REQUIREMENT 1: Decide whether each statement agrees with the text about the exhibition Candid, answering yes or no and quoting the deciding words of the text: (a) Sontag says a photograph is judged a fake when it turns out not to be by the artist to whom it had been attributed. (b) The Doisneau photograph of a Paris couple kissing was staged. (c) Candid brings together four Manitoba-raised artists.
REQUIREMENT 2: Rewrite the paragraph of the text about the exhibition Candid that begins "In Regarding the Pain of Others" as a short bulleted list, keeping its main facts.
REQUIREMENT 3: Write a continuation of the text about the exhibition Candid, starting after its final sentence.

SELECTED TEXT:
________________________
In Regarding the Pain of Others, Susan Sontag discusses several canonical war photographs, underscores that they were staged, and describes the surprise and disappointment one feels upon this realization. She considers the famous Robert Doisneau photograph of a Paris couple kissing on a sidewalk—it too, was staged. She explains, “A painting or drawing is judged a fake when it turns out not to be by the artist to whom it had been attributed. A photograph—or a filmed document available on television or the internet—is judged a fake when it turns out to be deceiving the viewer about the scene it purports to depict”. And, moreover, “No sophisticated sense of what photography is or can be will ever weaken the satisfactions of a picture of an unexpected event seized in mid-action by an alert photographer.” The line between documentary and staged photography is the starting point for Candid. This exhibition brings together four Manitoba-raised artists in consideration of the portrait as it intersects with ideas relating to gender, ethnicity, and class. Furthermore, this exhibition examines the nuanced relationship presented between photographer and subject.
________________________
RECORDS PROVIDED:
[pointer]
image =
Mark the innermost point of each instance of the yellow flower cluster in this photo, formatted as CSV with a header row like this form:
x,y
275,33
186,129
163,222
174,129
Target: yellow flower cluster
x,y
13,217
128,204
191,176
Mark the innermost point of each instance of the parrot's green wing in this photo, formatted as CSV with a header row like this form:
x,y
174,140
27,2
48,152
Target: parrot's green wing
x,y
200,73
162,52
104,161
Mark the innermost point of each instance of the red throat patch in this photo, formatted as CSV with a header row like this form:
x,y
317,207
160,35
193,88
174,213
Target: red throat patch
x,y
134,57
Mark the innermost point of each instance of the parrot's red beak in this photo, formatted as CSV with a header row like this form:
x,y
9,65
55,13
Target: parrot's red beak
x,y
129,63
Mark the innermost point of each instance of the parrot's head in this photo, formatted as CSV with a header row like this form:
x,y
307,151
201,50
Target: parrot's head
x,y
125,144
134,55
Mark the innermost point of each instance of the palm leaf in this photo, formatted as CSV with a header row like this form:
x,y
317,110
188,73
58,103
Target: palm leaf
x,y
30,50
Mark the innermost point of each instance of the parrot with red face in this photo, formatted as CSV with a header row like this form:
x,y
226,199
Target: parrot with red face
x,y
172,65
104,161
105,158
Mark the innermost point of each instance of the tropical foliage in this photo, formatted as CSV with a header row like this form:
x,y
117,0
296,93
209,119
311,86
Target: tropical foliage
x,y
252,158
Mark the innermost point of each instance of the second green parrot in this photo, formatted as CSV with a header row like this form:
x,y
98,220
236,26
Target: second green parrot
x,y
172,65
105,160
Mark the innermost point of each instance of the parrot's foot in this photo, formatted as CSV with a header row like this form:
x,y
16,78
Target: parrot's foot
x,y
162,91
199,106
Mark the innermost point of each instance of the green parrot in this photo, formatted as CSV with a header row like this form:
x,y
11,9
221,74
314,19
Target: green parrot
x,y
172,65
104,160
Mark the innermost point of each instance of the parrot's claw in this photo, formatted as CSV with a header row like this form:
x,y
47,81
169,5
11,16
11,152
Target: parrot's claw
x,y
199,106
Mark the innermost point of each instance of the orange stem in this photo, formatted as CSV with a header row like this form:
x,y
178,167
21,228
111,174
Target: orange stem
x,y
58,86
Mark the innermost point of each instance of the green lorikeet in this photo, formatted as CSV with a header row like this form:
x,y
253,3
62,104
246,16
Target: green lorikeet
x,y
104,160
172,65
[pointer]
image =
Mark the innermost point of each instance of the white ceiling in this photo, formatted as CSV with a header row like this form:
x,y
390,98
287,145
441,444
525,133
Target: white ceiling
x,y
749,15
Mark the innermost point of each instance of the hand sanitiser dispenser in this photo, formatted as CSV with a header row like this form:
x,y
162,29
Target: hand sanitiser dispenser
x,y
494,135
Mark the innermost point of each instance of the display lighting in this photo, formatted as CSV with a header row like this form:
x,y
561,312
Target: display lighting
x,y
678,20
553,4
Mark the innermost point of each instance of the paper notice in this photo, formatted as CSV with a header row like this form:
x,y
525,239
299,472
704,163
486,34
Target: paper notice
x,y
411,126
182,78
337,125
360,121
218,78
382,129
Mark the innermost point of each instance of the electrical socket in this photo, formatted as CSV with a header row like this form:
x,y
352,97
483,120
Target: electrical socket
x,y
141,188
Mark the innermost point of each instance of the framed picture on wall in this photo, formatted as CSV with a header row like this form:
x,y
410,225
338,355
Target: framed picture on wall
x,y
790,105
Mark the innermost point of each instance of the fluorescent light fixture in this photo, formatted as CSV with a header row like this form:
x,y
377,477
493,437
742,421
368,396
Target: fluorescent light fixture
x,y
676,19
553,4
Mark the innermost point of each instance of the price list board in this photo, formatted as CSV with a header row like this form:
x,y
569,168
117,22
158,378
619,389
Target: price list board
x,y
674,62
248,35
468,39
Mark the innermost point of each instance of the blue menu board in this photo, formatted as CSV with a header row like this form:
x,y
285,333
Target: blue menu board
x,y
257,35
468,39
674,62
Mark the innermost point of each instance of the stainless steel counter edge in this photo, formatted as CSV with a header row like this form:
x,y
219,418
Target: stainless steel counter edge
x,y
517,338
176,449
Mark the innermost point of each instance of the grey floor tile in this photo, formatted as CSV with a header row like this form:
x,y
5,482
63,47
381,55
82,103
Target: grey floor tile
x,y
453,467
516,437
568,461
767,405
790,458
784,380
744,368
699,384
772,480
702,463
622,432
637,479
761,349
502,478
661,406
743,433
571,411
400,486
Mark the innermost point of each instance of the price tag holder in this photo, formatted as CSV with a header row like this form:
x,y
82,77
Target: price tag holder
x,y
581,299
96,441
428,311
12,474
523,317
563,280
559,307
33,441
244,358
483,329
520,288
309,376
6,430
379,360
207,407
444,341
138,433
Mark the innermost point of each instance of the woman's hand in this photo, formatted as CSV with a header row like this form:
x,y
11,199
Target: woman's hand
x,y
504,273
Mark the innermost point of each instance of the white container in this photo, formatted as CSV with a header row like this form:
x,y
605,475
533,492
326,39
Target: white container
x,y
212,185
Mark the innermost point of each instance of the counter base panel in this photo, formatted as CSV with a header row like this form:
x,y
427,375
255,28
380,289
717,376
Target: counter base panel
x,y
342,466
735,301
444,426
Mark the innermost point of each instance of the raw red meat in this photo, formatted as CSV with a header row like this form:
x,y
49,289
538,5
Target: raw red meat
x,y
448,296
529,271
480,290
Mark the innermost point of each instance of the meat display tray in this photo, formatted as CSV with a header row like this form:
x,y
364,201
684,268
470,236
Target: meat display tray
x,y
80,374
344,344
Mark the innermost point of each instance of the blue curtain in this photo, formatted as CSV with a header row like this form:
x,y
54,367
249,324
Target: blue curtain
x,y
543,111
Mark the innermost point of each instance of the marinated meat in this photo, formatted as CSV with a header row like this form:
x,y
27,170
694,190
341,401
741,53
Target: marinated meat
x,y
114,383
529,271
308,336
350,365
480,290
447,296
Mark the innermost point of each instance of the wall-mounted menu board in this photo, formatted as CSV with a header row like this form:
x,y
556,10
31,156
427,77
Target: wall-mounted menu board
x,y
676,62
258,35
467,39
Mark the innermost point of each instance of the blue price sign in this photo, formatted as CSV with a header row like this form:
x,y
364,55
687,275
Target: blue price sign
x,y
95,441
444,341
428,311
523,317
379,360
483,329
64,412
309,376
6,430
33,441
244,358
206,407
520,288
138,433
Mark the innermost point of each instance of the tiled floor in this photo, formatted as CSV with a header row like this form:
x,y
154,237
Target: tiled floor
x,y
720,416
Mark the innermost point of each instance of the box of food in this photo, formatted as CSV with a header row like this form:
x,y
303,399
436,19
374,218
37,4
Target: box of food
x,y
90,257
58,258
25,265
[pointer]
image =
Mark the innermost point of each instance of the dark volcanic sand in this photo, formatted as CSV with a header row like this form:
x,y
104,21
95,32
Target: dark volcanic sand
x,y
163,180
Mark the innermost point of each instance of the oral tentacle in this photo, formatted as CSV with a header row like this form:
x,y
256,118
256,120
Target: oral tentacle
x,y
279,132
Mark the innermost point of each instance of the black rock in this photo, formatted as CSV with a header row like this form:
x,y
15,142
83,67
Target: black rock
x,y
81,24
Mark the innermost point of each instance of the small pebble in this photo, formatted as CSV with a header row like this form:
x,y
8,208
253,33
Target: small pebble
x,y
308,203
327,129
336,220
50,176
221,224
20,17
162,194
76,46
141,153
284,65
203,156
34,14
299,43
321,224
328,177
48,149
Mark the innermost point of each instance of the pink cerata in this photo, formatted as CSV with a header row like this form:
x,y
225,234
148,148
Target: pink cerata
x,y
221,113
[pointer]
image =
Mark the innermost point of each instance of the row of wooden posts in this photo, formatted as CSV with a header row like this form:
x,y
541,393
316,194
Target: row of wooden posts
________________________
TASK OUTPUT 1:
(a) No: "A photograph—or a filmed document available on television or the internet—is judged a fake when it turns out to be deceiving the viewer about the scene it purports to depict"
(b) Yes: "it too, was staged"
(c) Yes: "This exhibition brings together four Manitoba-raised artists"

TASK OUTPUT 2:
- In Regarding the Pain of Others, Susan Sontag discusses several canonical war photographs, stresses that they were staged, and describes the surprise and disappointment this realization brings.
- She notes that Robert Doisneau's famous photograph of a Paris couple kissing on a sidewalk was also staged.
- She writes that a painting or drawing is judged a fake when it is not by the artist it was attributed to, while a photograph or filmed document is judged a fake when it deceives the viewer about the scene it claims to show.
- She adds that no sophisticated sense of photography will weaken the satisfaction of a picture of an unexpected event caught in mid-action by an alert photographer.
- The line between documentary and staged photography is the starting point for Candid.
- The exhibition brings together four Manitoba-raised artists to consider the portrait as it relates to gender, ethnicity, and class.
- It also examines the nuanced relationship between photographer and subject.

TASK OUTPUT 3:
The show came together very organically and somewhat accidentally. When visiting the Manitoba Art Bank’s collection at the Art Gallery of Southwestern Manitoba in Brandon, I stumbled upon a series of early photographs taken by Laura Letinsky when she was still living and producing work in Winnipeg. They are totally unlike the work for which she has become known, but they resonated strongly with me and the current research I was doing about contemporary Winnipeg-based photography Letinsky’s early influences are clear and have a distinctly Winnipeg feel. Documentary in style, these works capture complex representations in subtle and sophisticated ways. Produced in the 1980’s, they are the first photographs selected to be included in this show and form a loose historical starting point for a consideration of work produced by younger artists from a contemporary perspective: Maya de Forest, Karen Asher, and Elaine Stocki.
The intention behind Maya de Forest’s project is straightforward and in this simplicity, or perhaps because of it, she is able to negotiate the complex ambiguities surrounding familial relationships, domestic space, and the passage of time. Her interest in photography is rooted in the desire to portray “subjects as honestly as possible.” She notes that “it’s easier if there is some kind of shared identity or history.”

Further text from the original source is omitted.